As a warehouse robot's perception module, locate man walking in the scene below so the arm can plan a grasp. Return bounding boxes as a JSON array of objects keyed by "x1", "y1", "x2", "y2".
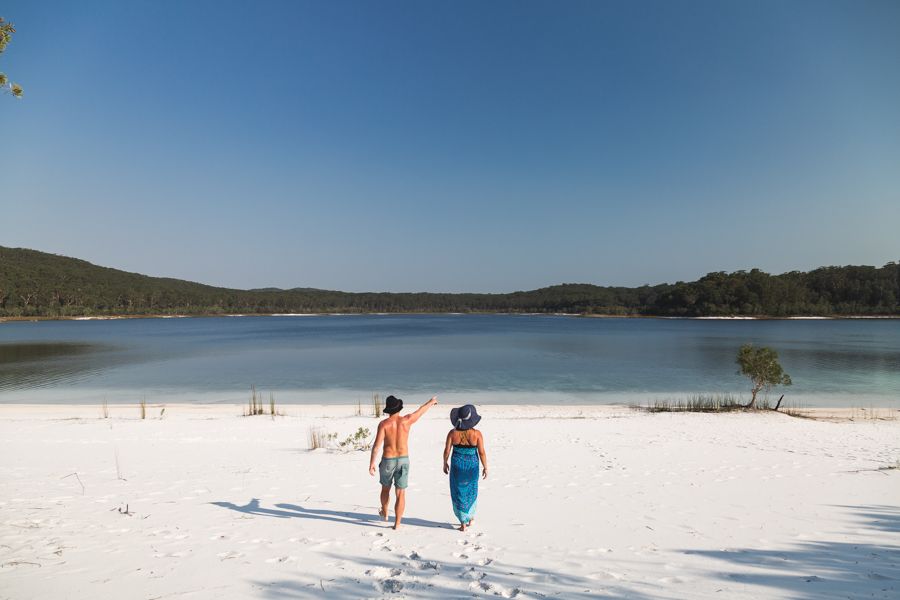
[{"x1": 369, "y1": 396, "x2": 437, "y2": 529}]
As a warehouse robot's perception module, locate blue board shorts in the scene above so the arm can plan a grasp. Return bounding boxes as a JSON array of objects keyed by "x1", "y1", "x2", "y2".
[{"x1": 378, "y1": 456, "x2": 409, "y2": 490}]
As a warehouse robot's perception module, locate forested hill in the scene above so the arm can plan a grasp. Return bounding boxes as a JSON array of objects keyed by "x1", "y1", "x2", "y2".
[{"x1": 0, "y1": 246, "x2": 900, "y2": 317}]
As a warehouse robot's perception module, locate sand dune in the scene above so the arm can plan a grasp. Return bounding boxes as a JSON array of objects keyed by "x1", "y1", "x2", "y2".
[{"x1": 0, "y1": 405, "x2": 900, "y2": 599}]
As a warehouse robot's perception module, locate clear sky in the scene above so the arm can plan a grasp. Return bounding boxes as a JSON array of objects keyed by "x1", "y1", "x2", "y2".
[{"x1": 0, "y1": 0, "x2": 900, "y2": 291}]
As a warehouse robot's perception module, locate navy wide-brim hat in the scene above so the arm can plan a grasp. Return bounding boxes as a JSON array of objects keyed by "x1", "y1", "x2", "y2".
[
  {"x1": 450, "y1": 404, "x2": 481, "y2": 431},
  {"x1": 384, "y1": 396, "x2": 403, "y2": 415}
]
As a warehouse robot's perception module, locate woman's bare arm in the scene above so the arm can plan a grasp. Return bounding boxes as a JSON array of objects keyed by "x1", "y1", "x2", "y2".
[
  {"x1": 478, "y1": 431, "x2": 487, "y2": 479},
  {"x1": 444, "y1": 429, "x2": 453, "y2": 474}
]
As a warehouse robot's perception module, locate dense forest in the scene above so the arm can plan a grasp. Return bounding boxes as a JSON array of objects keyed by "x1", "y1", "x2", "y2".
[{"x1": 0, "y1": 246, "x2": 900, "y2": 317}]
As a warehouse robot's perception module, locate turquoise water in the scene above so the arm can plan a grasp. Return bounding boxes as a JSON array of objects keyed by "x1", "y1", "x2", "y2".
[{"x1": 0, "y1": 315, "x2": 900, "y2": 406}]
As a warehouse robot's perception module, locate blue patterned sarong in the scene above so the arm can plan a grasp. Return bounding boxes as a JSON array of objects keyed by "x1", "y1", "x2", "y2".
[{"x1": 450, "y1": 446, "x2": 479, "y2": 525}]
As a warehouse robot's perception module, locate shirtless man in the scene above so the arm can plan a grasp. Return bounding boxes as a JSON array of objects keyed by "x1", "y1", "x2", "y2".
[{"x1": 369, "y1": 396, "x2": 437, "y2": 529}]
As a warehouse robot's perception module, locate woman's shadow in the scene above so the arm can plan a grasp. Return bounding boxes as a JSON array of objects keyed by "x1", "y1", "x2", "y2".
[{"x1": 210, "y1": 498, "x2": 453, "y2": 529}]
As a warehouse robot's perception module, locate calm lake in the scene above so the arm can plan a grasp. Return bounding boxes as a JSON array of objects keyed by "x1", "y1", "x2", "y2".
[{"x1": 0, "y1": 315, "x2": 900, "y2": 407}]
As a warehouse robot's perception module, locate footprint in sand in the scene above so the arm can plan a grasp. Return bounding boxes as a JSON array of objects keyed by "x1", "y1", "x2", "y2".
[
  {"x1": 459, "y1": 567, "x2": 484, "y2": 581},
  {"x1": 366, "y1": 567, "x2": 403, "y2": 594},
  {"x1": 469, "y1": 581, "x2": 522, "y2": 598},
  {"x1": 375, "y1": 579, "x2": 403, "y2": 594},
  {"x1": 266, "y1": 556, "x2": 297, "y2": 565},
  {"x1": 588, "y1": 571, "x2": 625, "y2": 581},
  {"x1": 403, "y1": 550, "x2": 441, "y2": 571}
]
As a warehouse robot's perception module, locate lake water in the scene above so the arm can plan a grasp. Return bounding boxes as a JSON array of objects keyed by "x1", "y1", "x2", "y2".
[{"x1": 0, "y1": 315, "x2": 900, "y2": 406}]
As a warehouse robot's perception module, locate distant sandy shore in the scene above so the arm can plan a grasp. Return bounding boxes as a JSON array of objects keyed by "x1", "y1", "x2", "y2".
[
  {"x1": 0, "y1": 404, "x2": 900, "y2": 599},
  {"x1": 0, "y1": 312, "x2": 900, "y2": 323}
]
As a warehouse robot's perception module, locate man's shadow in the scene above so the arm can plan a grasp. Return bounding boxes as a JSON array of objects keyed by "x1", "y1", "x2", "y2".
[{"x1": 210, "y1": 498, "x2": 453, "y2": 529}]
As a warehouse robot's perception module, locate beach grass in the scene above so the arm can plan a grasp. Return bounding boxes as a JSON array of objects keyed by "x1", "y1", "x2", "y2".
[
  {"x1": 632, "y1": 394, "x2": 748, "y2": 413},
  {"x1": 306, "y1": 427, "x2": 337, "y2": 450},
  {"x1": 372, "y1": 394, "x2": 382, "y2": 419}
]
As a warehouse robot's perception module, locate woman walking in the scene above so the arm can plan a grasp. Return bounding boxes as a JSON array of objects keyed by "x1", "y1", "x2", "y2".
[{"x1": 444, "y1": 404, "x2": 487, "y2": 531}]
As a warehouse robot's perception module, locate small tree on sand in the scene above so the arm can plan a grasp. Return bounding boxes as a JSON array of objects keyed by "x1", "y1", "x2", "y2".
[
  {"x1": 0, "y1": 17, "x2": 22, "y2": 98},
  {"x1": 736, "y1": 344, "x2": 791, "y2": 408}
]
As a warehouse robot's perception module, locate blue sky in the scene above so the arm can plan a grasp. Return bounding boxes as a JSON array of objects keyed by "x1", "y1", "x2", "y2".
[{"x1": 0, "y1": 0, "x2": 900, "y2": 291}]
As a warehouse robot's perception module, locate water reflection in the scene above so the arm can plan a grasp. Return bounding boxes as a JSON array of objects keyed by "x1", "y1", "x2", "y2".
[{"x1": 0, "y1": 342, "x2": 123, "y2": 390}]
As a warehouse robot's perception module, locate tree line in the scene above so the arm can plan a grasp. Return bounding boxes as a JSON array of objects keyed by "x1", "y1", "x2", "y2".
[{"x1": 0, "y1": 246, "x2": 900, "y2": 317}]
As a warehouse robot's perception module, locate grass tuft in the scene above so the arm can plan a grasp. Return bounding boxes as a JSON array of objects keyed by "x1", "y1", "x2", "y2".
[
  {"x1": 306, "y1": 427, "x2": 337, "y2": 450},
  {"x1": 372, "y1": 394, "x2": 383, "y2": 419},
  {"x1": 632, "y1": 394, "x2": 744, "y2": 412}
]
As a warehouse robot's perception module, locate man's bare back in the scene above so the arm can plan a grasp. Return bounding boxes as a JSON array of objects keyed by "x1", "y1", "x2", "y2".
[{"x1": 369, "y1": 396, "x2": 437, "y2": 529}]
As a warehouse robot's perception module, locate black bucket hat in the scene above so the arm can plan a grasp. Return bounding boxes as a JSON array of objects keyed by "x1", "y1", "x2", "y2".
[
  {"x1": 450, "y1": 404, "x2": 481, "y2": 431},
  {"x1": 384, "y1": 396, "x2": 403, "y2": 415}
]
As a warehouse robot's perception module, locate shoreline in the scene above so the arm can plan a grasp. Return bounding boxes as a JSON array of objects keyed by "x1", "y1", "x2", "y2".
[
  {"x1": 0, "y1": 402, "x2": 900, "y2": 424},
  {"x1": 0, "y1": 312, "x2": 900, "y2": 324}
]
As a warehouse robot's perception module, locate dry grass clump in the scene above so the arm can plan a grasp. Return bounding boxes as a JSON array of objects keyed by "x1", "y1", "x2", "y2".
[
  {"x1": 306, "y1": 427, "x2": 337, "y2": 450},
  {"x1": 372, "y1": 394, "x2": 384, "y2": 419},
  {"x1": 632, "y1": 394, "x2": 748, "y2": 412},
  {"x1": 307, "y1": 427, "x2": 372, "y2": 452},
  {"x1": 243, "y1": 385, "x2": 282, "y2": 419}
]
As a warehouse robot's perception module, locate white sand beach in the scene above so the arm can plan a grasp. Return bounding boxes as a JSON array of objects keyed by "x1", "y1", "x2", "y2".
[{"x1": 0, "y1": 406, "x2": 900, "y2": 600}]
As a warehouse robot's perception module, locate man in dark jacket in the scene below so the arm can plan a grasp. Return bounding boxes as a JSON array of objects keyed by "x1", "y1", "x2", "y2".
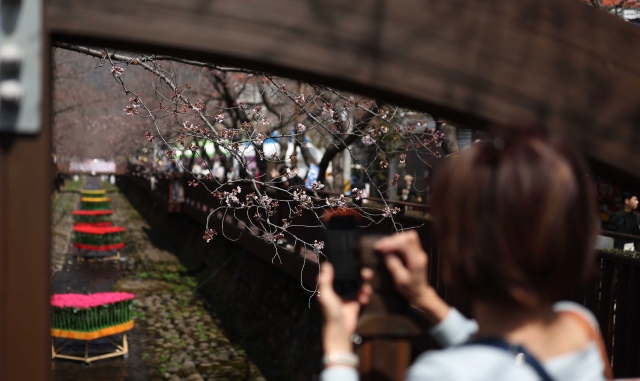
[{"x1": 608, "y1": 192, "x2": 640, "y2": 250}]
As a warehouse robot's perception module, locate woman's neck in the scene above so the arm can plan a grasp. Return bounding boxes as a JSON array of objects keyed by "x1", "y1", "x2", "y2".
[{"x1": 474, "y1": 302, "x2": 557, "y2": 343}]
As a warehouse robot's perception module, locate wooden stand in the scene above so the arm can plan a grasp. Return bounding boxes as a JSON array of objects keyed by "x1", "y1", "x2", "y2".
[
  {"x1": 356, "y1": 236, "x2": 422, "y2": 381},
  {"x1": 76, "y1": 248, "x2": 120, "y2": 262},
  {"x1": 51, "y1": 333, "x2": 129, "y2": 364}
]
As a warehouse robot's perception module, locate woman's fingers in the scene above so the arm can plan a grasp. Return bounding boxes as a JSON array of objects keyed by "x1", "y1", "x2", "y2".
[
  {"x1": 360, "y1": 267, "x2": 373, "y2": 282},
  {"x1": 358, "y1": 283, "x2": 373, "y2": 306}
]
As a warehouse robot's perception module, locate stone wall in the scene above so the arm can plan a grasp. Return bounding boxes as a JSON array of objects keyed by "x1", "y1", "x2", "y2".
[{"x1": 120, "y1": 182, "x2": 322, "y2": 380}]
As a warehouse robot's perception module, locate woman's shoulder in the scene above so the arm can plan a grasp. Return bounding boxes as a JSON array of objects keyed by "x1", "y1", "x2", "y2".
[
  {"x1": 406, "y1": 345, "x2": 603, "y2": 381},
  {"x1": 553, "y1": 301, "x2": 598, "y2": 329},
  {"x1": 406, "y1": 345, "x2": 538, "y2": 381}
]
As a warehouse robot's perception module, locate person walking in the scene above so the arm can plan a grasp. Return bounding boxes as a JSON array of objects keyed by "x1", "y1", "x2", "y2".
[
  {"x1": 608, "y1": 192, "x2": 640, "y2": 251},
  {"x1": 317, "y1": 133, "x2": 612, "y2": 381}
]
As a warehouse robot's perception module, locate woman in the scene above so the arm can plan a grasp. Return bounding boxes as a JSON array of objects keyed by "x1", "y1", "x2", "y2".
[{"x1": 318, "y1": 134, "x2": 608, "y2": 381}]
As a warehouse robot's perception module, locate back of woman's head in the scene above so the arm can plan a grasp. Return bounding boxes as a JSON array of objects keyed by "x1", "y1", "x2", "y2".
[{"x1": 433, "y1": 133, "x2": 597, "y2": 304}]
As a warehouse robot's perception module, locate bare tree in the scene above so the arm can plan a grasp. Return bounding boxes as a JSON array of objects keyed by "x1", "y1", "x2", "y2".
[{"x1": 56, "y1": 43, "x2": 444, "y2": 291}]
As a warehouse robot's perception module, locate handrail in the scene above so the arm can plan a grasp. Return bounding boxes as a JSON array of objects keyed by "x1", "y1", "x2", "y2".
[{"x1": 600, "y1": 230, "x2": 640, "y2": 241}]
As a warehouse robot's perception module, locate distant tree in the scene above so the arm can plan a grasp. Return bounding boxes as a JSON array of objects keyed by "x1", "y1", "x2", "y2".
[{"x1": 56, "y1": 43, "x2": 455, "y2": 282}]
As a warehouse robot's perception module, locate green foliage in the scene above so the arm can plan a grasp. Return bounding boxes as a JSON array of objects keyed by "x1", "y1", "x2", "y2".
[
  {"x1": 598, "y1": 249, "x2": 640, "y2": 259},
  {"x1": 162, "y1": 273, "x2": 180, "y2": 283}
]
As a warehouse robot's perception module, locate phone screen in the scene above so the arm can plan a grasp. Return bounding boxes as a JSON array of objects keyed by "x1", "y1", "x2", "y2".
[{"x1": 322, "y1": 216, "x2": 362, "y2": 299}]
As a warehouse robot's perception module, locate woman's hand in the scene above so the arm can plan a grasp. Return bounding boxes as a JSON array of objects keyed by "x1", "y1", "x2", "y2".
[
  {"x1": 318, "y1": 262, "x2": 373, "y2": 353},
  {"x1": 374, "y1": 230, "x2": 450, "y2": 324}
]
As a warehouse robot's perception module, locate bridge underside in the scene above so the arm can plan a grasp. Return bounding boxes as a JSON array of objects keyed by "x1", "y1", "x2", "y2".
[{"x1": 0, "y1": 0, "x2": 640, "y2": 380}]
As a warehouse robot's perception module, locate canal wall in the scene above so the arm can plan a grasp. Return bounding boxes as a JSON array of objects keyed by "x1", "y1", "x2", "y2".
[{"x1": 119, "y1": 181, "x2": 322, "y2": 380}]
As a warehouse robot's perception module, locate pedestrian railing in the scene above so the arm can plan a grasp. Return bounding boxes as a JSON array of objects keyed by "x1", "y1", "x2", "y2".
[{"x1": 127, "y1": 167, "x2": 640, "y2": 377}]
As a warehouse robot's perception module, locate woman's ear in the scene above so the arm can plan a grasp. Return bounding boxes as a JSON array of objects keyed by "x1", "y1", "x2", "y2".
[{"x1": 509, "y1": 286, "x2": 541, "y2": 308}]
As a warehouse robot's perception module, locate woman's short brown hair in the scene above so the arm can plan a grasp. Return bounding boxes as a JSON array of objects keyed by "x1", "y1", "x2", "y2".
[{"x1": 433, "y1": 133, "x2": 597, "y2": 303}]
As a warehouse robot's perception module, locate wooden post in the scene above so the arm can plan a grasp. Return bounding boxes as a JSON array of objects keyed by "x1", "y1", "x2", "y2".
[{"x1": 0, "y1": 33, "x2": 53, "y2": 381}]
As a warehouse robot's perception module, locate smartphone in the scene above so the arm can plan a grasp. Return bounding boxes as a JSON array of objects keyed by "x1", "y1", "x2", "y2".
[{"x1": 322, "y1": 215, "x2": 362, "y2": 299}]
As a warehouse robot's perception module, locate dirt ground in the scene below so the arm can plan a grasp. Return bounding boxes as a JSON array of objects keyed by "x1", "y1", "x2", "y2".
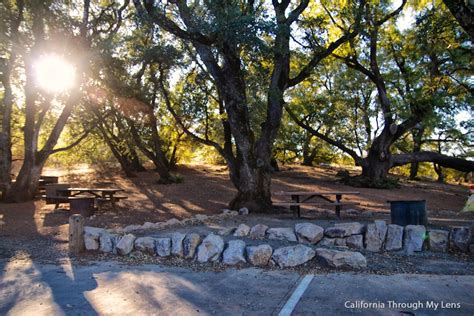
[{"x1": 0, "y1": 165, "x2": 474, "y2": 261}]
□ □ □ □
- [Given instruction]
Please write out only the stretch from the line containing "As a warehouse robot's perception module, locate woman's ear" through the end of the records, requests included, with each bounding box coordinate in the answers multiplied by 0.2 and rounded to a whole number, halves rounded up. Leave the pictures out.

- [Full solution]
As a warehouse robot's perception module, locate woman's ear in the scene above so the arm can plan a grasp. Return bounding boxes as a JSON array of objects keyed by "x1", "y1", "x2", "y2".
[{"x1": 102, "y1": 57, "x2": 108, "y2": 62}]
As a warehouse robot's perception module, locate woman's short brown hair in the scene above so the arm can plan a grasp. Return bounding boxes as a JSON array of objects keyed by "x1", "y1", "x2", "y2".
[{"x1": 87, "y1": 27, "x2": 119, "y2": 61}]
As a warehouse robot's perception module, locate wooden post in the scene above so the arm can plan a grasp. Return bounding boxes as a JSON array of objects keyed by "x1", "y1", "x2", "y2".
[{"x1": 0, "y1": 7, "x2": 11, "y2": 76}]
As a warehouse robot's perception module, locate smartphone in the scene above so the arm can plan a grasp. Return bounding boxes as a JSON array of objects keyed by "x1", "y1", "x2", "y2".
[{"x1": 64, "y1": 43, "x2": 72, "y2": 60}]
As a warehouse robot's perception module, locate dirt ground in the scene below so the arm can plan a grasp. Return bounding boxes as a JSON array of objects keyed by "x1", "y1", "x2", "y2".
[{"x1": 0, "y1": 33, "x2": 95, "y2": 52}]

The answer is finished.